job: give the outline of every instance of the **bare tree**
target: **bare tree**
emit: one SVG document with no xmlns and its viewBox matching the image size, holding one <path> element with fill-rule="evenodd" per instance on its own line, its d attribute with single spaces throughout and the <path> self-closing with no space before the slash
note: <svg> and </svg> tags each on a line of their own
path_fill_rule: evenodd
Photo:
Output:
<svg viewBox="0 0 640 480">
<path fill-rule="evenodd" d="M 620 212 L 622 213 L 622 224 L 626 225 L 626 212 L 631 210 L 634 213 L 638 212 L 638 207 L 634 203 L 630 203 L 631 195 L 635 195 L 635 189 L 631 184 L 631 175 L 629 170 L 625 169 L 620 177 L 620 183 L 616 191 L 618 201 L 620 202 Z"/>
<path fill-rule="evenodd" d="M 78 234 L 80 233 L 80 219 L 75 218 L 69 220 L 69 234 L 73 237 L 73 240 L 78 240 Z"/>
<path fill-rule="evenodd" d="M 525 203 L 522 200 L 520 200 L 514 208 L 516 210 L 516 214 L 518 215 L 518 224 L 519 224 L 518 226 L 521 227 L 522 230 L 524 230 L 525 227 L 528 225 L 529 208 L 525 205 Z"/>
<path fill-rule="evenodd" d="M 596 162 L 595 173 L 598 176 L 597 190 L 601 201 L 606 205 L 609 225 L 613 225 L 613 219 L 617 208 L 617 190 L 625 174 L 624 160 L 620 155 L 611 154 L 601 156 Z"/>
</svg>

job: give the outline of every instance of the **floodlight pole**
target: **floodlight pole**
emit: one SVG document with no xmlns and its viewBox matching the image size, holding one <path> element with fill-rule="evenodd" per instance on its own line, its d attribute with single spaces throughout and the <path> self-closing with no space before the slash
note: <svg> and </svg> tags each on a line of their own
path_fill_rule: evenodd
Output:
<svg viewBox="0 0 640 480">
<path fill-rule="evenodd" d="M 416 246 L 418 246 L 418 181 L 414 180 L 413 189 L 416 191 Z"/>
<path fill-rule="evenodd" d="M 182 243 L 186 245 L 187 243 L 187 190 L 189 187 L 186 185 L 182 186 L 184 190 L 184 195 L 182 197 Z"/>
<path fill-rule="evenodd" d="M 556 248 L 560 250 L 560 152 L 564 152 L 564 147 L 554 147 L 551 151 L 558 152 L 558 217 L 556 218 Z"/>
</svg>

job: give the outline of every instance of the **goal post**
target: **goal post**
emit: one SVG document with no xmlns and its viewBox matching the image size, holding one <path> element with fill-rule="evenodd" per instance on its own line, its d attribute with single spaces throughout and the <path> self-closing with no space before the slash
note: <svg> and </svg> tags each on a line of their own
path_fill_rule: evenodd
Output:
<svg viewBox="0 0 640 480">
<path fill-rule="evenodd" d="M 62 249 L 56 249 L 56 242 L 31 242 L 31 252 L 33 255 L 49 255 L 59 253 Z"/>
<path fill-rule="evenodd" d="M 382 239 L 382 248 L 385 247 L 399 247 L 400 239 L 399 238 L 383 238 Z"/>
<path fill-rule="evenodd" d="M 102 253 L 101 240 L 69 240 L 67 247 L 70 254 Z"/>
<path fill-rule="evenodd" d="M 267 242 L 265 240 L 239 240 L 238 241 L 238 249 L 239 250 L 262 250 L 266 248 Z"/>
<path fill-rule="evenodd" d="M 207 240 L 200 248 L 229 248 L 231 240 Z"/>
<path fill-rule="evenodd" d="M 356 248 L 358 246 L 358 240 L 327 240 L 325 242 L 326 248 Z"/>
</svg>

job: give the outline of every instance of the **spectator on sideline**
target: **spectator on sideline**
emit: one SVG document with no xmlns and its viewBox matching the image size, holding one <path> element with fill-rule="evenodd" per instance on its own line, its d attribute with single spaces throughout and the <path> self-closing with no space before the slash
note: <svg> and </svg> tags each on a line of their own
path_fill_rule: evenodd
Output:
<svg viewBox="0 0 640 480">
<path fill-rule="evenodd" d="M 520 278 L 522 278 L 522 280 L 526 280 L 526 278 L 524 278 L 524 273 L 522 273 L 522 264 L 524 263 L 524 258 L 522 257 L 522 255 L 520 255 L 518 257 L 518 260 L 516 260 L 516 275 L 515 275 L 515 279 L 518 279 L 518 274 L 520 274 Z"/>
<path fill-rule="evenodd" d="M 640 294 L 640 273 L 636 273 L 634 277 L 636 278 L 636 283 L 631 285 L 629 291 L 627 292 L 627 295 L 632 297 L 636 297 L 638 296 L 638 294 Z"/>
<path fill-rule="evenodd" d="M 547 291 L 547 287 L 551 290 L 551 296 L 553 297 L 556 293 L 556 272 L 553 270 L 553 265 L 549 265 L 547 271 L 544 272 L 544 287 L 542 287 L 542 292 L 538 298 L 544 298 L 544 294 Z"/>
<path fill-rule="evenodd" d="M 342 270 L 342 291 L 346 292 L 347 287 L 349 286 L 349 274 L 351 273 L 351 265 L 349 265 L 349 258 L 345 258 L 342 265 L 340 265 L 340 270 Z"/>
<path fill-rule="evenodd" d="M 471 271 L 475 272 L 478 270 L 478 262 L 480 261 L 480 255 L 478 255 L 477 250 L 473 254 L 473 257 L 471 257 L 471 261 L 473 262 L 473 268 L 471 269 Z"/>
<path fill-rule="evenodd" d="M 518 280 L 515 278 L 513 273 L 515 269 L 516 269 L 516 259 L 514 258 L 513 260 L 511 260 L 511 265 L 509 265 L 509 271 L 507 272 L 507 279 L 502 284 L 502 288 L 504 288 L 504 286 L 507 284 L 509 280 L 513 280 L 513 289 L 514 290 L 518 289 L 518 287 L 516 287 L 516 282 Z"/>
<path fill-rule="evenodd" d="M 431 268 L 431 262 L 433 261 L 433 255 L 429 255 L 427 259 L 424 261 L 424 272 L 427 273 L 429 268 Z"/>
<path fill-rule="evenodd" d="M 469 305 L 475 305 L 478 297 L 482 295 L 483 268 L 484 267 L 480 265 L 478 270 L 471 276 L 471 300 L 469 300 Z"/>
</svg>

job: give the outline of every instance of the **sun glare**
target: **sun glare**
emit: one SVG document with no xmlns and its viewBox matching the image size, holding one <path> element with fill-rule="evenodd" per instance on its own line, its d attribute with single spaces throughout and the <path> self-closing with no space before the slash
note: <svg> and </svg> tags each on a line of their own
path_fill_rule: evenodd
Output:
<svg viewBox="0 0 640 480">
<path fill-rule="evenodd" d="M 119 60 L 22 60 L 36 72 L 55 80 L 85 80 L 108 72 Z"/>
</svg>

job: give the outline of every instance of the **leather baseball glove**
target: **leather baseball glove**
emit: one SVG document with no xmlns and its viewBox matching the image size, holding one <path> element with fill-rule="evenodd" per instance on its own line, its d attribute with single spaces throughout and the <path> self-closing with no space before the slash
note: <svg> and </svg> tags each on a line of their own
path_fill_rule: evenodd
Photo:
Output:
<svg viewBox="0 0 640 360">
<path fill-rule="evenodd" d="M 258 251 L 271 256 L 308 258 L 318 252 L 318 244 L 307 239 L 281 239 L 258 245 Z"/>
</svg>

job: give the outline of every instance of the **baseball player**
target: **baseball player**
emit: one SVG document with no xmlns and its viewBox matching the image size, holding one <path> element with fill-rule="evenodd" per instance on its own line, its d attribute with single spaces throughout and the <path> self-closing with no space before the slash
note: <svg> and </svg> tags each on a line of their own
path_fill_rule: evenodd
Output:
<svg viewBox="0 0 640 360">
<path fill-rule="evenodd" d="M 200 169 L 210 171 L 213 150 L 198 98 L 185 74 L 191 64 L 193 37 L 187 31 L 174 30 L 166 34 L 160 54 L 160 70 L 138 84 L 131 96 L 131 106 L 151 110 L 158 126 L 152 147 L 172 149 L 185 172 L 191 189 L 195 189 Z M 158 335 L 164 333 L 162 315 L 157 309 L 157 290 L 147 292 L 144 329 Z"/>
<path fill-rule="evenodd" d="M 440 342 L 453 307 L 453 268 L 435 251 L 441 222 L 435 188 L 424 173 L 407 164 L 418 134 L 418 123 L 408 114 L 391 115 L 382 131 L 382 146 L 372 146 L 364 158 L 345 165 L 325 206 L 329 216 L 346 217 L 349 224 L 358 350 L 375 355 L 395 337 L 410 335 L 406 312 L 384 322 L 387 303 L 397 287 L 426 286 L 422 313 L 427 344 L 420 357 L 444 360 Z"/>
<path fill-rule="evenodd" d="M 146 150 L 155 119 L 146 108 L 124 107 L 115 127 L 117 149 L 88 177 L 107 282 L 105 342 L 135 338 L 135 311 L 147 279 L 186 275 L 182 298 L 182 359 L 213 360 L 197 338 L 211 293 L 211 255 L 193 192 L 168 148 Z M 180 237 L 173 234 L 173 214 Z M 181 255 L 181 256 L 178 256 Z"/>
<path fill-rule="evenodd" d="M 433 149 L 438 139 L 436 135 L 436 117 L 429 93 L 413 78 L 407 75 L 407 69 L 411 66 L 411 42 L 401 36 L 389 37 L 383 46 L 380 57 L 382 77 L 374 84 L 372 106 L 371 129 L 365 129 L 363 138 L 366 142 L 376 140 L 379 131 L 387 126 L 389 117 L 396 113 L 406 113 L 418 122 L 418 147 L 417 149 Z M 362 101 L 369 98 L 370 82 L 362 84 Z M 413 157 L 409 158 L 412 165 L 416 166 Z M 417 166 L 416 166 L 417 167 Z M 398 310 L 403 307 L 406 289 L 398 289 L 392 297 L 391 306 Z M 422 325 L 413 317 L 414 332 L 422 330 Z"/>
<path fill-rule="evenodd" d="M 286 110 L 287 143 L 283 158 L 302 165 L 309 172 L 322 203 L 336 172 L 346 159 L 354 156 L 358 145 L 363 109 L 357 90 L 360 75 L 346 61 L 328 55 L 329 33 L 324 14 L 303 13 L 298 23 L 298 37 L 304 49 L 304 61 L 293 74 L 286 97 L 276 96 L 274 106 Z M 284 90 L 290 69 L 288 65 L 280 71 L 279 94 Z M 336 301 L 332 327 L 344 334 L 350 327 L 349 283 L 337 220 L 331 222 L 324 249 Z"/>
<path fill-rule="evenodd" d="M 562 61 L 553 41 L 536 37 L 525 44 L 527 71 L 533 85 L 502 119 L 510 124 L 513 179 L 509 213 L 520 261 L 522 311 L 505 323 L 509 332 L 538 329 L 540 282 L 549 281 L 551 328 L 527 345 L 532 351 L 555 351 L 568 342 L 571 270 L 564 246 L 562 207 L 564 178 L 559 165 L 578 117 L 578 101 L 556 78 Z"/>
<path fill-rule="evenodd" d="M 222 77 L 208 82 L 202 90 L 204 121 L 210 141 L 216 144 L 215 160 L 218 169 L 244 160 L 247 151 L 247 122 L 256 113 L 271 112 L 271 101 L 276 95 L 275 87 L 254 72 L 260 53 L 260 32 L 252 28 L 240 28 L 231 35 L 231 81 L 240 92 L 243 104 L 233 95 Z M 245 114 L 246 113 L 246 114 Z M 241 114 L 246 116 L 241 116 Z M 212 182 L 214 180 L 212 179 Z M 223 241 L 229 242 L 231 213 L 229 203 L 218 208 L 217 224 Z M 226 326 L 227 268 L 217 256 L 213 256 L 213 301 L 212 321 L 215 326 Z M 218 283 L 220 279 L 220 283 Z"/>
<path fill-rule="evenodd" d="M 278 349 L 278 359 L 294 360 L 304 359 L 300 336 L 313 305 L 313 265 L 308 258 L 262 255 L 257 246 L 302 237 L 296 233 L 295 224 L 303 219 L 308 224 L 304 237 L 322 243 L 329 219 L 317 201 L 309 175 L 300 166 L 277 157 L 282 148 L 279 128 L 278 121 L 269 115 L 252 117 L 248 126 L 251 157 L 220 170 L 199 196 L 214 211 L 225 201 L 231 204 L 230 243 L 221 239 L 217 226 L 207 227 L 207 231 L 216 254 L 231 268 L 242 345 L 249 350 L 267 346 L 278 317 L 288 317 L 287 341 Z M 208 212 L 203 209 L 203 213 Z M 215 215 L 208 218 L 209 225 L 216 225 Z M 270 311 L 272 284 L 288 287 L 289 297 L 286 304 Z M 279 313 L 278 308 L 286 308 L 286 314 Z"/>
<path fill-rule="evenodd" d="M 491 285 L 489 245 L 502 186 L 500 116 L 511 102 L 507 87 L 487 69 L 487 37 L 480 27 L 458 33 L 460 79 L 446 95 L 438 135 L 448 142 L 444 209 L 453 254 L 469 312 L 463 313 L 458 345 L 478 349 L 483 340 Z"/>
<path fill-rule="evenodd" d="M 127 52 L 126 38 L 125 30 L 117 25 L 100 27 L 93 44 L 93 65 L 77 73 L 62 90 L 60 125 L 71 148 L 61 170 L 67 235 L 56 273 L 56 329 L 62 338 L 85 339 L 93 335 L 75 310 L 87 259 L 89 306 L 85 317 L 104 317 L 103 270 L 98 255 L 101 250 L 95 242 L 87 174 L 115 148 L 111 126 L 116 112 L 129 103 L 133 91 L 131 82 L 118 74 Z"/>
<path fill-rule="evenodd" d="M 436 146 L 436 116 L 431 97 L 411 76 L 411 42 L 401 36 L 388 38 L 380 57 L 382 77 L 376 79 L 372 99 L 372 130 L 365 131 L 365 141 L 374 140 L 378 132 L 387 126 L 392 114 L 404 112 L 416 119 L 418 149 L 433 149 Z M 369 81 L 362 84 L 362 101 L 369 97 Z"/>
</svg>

* [WHAT THE TASK REQUIRES]: Rewrite the lines from the line with "job: give the outline of every instance of the **spectator" to the line with "640 294 L 640", both included, putting "person watching from the sideline" in place of "spectator on sideline" and leaving everything else unchanged.

* [IN RESPONSE]:
job: give the outline of every instance of the **person watching from the sideline**
target: **person watching from the sideline**
emit: one SVG document with no xmlns and its viewBox matching the image size, holding one <path> element with fill-rule="evenodd" per instance on its own line, its d attribute with single spaces throughout and the <path> self-closing with no space before the slash
note: <svg> and </svg> tags each on a line of their own
path_fill_rule: evenodd
Output:
<svg viewBox="0 0 640 480">
<path fill-rule="evenodd" d="M 520 278 L 522 278 L 522 280 L 526 280 L 526 278 L 524 278 L 524 273 L 522 273 L 522 264 L 524 263 L 524 258 L 522 257 L 522 255 L 520 255 L 518 257 L 518 260 L 516 260 L 516 275 L 515 275 L 515 279 L 518 279 L 518 274 L 520 274 Z"/>
<path fill-rule="evenodd" d="M 640 294 L 640 273 L 636 273 L 634 277 L 636 278 L 636 283 L 631 285 L 629 291 L 627 292 L 627 295 L 632 297 L 636 297 L 638 296 L 638 294 Z"/>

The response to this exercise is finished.